* YOUR TASKS:
a. In the journal entries, what city did the family meet nana and papa in for dinner?
b. Write out part of the journal entries word for word: begin at the words "New Restaurant in SoBo" and stop after the words "lot to say.".
SELECTED PASSAGE: Begin
But along with these first steps comes lots of falls. Today you were standing and playing with Tupperware in ‘your’ cabinet, and you slipped, fell, and hit your head on the shelf. You had a large bump on your forehead that almost instantly turned into a bruise. Your nana and I tried to ice it but you’d have none of that. You were upset for a while, but soon enough you were ready to play and go exploring again. I really do want to get you a teeny, tiny little helmet for you to wear for the next, what, few years?

Early Riser

Before you were born we had a fairly solidified morning routine, which included a ritual walk with the dogs and then a mad scramble to get ready and out the door in time to catch the bus; we were never early risers. Since we’ve had you we’ve been much more flexible, allowing our schedule to be 100% driven by you. Some mornings you wake up in the 5 o’clock hour, and sometimes you’ll let us sleep well into the 7 o’clock hour. Most mornings lately you wake up around 6. If the weather’s nice and you wake up early enough, we all go for a walk. It was way too cold today for a walk with you, so your dad took the dogs and you and I stayed here. You played and I baked muffins. Your dad got home and we each got ready for work then we all enjoyed the fresh muffins. We commented on how much we got done before our workday even began. I replied that it’s easy to get a lot done when we get up so early!

Out of Sorts

You’ve been a little out of sorts today. You’re definitely teething so we’re not sure if you’re uncomfortable from that or if something else is going on, but you weren’t your usual self. As we usually do when you’re a little fussy, we took you for a walk. You were happy the whole time! But we do see two teeth coming in. They’re your top two middle teeth and I can see the edges of each one just beginning to poke through (and I can feel their edges when you nurse, I’m hoping that doesn’t last). Soon you’ll have four teeth!

Papa’s Home

We met your nana and papa in Louisville for dinner tonight. You haven’t seen your papa since Christmas. He’s been in Nevada for his hip surgery and recovery, and just got back a couple days ago. He was very anxious to see you. Right away when we got to the restaurant he reached out to me and wanted to hold you. You went happily into his arms and immediately put your head down on his shoulder, welcoming him home with snuggles and sweetness. You rarely do this gesture; it was very endearing and I’m sure melted his heart.

Gym Jam

Every Friday there’s a ‘Gym Jam’ for little ones at the Rec Center. Your dad walked you down there and took you today; it was the first time you’d gone. He said you really liked it, and he plans to take you every week. He said you really liked a little toy buggy walker and you walked all over the gym with it. Hopefully I’ll be able to accompany you two one of these days so I can see you play with all of the toys and kids.

New Restaurant in SoBo

There’s a new restaurant near our house that we’ve been anxious to try. I met you and your dad there for dinner after work. You enjoyed kale chips and bits of our dinners, but quickly got antsy and grew tired of sitting in the highchair. Luckily we were in a new place, and so you were happy in our arms as we walked around the restaurant, looking at the artwork on the walls and all the people coming and going.

Chatterbox

Today your nana took you to story time at the library. I guess you really enjoy it, and usually just sit happily on her lap. Today you were very chatty, ‘talking’ to everyone around you. It seems whatever book they were reading today really piqued your interest, and you had a lot to say.

Open Close Open Close….

You love to open and close doors. It’s a sort of modified version of peek-a-boo, and it can keep you occupied for many minutes, or until you close the door fully. Then you need to be rescued, with someone gently opening the door and enabling you to get your little fingers in the crack to begin the game again. Open close, open close, open close.
SELECTED PASSAGE: End
INFORMATION PROVIDED: Begin
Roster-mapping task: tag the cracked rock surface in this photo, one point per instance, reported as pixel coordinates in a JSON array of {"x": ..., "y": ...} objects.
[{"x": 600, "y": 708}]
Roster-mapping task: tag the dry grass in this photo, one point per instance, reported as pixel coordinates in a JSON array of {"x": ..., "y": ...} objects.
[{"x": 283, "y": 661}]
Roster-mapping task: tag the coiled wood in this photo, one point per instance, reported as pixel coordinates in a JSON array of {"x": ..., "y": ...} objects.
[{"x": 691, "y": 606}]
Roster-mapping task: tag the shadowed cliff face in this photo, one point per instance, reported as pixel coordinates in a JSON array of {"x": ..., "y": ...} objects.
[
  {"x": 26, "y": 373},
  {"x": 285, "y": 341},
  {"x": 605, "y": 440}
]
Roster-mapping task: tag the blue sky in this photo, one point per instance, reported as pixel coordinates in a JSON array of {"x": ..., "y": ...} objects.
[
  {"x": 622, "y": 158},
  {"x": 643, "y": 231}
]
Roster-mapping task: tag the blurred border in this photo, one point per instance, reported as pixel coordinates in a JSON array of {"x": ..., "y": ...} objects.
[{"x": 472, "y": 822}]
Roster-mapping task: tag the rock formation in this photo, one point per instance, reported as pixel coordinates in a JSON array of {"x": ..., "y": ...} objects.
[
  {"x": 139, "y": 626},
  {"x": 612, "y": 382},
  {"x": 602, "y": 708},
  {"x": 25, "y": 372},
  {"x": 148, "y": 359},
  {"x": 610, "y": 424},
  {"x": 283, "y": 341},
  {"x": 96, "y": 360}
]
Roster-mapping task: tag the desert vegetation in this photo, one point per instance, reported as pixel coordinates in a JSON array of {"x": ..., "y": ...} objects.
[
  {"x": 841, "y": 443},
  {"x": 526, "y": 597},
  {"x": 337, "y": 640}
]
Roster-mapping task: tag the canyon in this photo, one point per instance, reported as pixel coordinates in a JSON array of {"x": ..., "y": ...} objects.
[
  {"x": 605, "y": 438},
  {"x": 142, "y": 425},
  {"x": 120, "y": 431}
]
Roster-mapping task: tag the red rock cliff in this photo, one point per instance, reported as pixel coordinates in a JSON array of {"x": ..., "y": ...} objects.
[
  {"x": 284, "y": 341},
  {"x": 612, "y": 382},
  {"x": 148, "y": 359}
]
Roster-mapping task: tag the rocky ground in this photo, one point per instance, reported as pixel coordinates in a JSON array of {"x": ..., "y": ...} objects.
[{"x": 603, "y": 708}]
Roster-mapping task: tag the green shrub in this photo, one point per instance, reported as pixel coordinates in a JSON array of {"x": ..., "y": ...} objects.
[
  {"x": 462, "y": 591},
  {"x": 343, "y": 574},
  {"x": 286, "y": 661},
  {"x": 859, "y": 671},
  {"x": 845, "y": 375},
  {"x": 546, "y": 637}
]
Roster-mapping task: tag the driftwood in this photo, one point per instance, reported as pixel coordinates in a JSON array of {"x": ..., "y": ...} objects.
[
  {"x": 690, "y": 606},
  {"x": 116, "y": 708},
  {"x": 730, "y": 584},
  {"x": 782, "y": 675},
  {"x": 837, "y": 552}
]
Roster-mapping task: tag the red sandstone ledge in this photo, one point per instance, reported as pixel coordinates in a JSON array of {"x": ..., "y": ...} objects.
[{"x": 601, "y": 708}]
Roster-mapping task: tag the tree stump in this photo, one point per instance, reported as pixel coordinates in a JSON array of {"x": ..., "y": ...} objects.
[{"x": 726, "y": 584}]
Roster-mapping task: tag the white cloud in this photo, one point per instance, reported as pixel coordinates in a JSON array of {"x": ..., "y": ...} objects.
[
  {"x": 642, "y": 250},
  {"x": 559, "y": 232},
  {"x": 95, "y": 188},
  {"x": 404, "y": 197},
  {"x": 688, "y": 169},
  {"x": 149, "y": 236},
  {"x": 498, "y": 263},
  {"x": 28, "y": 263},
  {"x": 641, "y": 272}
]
INFORMATION PROVIDED: End
* ANSWERS IN ORDER:
a. Louisville

b.
New Restaurant in SoBo

There’s a new restaurant near our house that we’ve been anxious to try. I met you and your dad there for dinner after work. You enjoyed kale chips and bits of our dinners, but quickly got antsy and grew tired of sitting in the highchair. Luckily we were in a new place, and so you were happy in our arms as we walked around the restaurant, looking at the artwork on the walls and all the people coming and going.

Chatterbox

Today your nana took you to story time at the library. I guess you really enjoy it, and usually just sit happily on her lap. Today you were very chatty, ‘talking’ to everyone around you. It seems whatever book they were reading today really piqued your interest, and you had a lot to say.